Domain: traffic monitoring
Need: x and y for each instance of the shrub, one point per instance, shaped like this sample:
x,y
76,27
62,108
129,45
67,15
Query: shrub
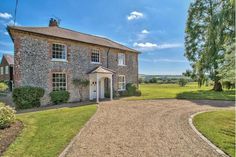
x,y
182,82
131,90
27,97
7,116
59,96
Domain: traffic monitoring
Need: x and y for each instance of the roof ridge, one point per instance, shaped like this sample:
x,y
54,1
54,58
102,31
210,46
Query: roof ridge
x,y
110,42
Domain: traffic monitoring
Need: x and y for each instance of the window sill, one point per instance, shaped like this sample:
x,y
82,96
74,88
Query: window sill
x,y
122,65
96,63
59,60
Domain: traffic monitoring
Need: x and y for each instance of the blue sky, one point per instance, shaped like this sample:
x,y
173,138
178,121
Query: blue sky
x,y
155,27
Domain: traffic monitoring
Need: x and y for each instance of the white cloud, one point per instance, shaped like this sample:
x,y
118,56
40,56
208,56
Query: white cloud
x,y
5,15
135,15
5,33
164,60
11,22
145,31
152,46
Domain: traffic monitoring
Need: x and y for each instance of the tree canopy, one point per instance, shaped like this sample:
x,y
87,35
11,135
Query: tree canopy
x,y
209,27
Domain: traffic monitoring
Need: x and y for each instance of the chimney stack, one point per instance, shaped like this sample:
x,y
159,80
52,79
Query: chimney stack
x,y
53,22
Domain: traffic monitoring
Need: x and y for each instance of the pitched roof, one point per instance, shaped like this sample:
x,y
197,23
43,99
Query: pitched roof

..............................

→ **Brief**:
Transcribe each entry above exactly, apart from the pictures.

→ **Response**:
Domain: traffic monitoring
Need: x and y for each instance of the shrub, one point per instance, shaped like this sample:
x,y
76,27
62,108
129,45
67,15
Query: shrub
x,y
182,82
131,90
27,97
7,116
59,96
Domain: traffic monitoring
Need: x and y for each instance of the roof ridge, one point per instance, shaped like this sample:
x,y
54,1
54,58
102,31
210,46
Query: roof ridge
x,y
110,42
Domain: traffic monitoring
Need: x and y for each instance of the window sill, one point per instance, shaped like this sample:
x,y
82,96
74,88
Query: window sill
x,y
122,65
96,63
59,60
Domain: traffic monitoring
Need: x and y for each instance of the blue sky, one point per instance, shaped like this sample:
x,y
173,138
178,121
Query: blue sky
x,y
155,27
Domain: traffic monitoring
Need: x and y for each instance of the white cloud, one point per instance, shaped like this sample:
x,y
118,56
40,56
208,56
Query: white cloud
x,y
5,15
135,15
5,33
164,60
11,22
145,31
152,46
Domain: traffic monitoring
Need: x and y for each instance of the tree canopy, one point per instance, shaped like this sample:
x,y
87,35
11,135
Query: tree canopy
x,y
209,27
Domain: traffic monitoring
Need: x and y for each instance of the chimney stack, one point per instance, shaped like this sample:
x,y
159,80
52,79
Query: chimney stack
x,y
53,22
Domain: traffic monitoring
Need: x and y for each instance of the pitched roof, one point per instance, shaped like this sample:
x,y
197,23
43,99
Query: pitched roof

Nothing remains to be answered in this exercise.